[Start of INFORMATION GIVEN]

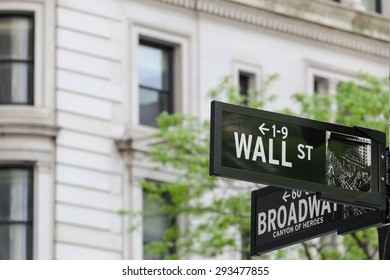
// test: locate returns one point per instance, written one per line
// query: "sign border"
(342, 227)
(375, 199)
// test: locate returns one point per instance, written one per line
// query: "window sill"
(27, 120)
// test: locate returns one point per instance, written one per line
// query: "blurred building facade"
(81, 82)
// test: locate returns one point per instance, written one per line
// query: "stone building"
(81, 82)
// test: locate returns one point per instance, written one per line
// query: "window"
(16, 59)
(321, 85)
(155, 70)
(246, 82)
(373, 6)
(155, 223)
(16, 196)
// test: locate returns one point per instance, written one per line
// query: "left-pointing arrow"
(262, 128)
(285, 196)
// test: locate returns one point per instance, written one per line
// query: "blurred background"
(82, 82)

[End of INFORMATION GIVEN]
[Start of INFORMATION GIVEN]

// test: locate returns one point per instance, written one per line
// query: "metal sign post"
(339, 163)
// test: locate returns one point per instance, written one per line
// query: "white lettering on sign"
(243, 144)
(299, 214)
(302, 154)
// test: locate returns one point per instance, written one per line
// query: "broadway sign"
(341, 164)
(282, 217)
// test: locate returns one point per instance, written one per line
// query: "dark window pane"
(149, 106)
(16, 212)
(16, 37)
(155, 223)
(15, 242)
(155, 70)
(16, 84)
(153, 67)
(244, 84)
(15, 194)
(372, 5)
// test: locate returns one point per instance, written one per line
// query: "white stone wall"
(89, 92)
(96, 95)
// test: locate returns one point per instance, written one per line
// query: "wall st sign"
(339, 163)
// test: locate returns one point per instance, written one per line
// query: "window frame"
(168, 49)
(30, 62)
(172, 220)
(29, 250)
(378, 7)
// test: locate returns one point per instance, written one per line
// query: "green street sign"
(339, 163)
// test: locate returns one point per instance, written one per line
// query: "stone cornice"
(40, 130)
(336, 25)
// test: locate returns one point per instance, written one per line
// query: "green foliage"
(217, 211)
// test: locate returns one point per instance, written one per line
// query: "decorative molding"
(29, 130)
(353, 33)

[End of INFORMATION GIVEN]
[Start of INFORMATION GIVEN]

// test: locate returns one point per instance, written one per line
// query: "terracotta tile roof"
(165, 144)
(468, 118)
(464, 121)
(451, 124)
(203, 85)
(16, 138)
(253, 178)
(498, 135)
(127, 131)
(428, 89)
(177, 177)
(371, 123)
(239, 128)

[End of INFORMATION GIVEN]

▸ **GOAL**:
Count the lines in the entries above that contain the string "building", matching case exactly. Reply with the number alone.

▸ **TASK RESULT**:
2